- _TASK DESCRIPTION_: Lay out every line of the material below as a Markdown table with two columns, "No." for the row number and "Line" for the line itself. Omit any blank lines.

- _RECORDS SUPPLIED_:
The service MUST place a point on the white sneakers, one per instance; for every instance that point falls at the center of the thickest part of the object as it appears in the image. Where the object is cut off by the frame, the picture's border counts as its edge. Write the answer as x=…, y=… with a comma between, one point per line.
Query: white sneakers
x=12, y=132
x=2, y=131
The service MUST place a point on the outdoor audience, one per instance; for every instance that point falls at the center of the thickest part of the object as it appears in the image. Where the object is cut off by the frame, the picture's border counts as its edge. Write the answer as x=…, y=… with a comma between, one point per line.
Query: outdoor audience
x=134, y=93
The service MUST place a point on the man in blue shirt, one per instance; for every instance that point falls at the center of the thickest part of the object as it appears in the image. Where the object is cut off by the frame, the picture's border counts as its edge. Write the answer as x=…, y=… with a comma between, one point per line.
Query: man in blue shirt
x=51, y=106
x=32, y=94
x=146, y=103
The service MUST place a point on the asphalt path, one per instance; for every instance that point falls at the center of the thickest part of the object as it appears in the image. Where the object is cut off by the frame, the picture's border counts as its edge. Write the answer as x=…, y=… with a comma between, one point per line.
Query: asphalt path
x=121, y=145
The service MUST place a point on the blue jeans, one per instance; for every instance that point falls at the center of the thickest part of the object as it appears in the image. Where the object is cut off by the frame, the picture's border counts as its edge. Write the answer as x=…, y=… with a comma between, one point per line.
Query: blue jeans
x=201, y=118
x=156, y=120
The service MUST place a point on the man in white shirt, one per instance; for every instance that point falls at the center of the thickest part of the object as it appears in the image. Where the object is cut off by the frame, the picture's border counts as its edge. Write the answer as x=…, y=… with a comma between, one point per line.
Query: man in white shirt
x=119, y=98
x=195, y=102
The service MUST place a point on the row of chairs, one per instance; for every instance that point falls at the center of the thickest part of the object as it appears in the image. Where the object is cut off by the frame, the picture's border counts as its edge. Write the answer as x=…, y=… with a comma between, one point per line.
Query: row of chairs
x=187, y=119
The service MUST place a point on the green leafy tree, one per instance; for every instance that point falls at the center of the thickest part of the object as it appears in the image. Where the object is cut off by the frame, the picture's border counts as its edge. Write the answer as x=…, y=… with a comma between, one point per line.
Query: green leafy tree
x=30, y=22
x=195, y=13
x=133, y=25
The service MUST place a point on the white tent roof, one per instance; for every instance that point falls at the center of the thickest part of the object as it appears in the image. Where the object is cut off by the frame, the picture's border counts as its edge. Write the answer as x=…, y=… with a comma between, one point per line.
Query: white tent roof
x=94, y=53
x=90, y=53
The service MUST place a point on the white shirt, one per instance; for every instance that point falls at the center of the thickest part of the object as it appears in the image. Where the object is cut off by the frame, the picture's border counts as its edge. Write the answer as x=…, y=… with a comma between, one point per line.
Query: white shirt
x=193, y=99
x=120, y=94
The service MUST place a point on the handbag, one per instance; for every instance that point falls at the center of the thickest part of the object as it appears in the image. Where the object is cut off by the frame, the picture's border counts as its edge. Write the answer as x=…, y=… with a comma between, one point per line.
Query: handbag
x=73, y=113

- _TASK RESPONSE_:
| No. | Line |
|---|---|
| 1 | The service MUST place a point on the white sneakers, one per instance; for every instance that point falls at the center of the thickest part of the object as it appears in the image. Where the object is cut off by the frame, the picture's border counts as its edge. Write the answer as x=…, y=… with a comma between, one point per line. |
| 2 | Query: white sneakers |
| 3 | x=12, y=132 |
| 4 | x=2, y=131 |
| 5 | The service MUST place a point on the outdoor audience, one per instance; for every instance that point falls at the center of the thickest part of the object as it appears in the image. Where the object is cut off by the frame, the picture's border counts as its edge. Write the answer as x=…, y=… with a comma between, one point per line. |
| 6 | Query: outdoor audience |
| 7 | x=134, y=93 |
| 8 | The service MUST place a point on the man in blue shirt, one per instance; for every instance that point falls at the center of the thickest part of the object as it appears in the image. Where the object is cut off by the frame, the picture's border counts as its edge. Write the answer as x=…, y=… with a comma between, one point per line. |
| 9 | Query: man in blue shirt |
| 10 | x=51, y=106 |
| 11 | x=32, y=94 |
| 12 | x=146, y=103 |
| 13 | The service MUST place a point on the asphalt path, one per instance; for every instance that point falls at the center of the thickest part of the object as it appears in the image. Where the object is cut off by the frame, the picture's border counts as its edge. Write the answer as x=…, y=… with a comma between, one point per line. |
| 14 | Query: asphalt path |
| 15 | x=121, y=145 |
| 16 | The service MUST place a point on the blue jeans, one per instance; for every instance that point falls at the center of the thickest part of the object as it appears in the image. Where the object is cut off by the frame, the picture's border counts as its edge. Write the answer as x=…, y=… with a comma between, one point per line. |
| 17 | Query: blue jeans |
| 18 | x=201, y=118 |
| 19 | x=156, y=120 |
| 20 | The service MUST place a point on the man in white shirt, one per instance; for every instance that point falls at the center of the thickest part of the object as it appears in the image. Where the object is cut off by the frame, the picture's border counts as its edge. Write the answer as x=…, y=… with a comma between, one point per line. |
| 21 | Query: man in white shirt |
| 22 | x=119, y=98 |
| 23 | x=195, y=102 |
| 24 | The service MUST place a point on the row of chairs, one per instance; for every instance that point falls at the center of the thickest part of the object as it appears in the image. Where the object is cut off by the frame, the picture's border counts as its edge. Write the answer as x=…, y=… with a comma between, one point per line. |
| 25 | Query: row of chairs |
| 26 | x=187, y=119 |
| 27 | The service MUST place a point on the green leafy tree, one per instance; for every instance that point falls at the center of the thickest part of the object as it appears in the image. Where the object is cut off by the frame, the picture's border counts as its edge. Write the answer as x=…, y=… with a comma between, one point per line. |
| 28 | Query: green leafy tree |
| 29 | x=30, y=22 |
| 30 | x=195, y=13 |
| 31 | x=133, y=25 |
| 32 | The service MUST place a point on the white tent roof, one per instance; for every instance that point falls at the center of the thickest part of the object as it appears in the image. Where the object is cut off by the frame, the picture's border counts as its edge. Write the answer as x=…, y=… with a comma between, one point per line. |
| 33 | Query: white tent roof |
| 34 | x=94, y=53 |
| 35 | x=90, y=53 |
| 36 | The service MUST place a point on the white shirt, one per instance; for every instance that point falls at the center of the thickest part of the object as it appears in the image. Where the object is cut off by the frame, the picture's border counts as its edge. Write the answer as x=…, y=… with a comma between, one point per line. |
| 37 | Query: white shirt |
| 38 | x=193, y=99 |
| 39 | x=120, y=94 |
| 40 | The service MUST place a point on the handbag, one per instance; for every instance that point falls at the center of the thickest part of the object as it appears in the image. Where the object is cut off by the frame, the picture's border counts as its edge. Write the answer as x=…, y=… with a comma between, one point per line. |
| 41 | Query: handbag |
| 42 | x=73, y=113 |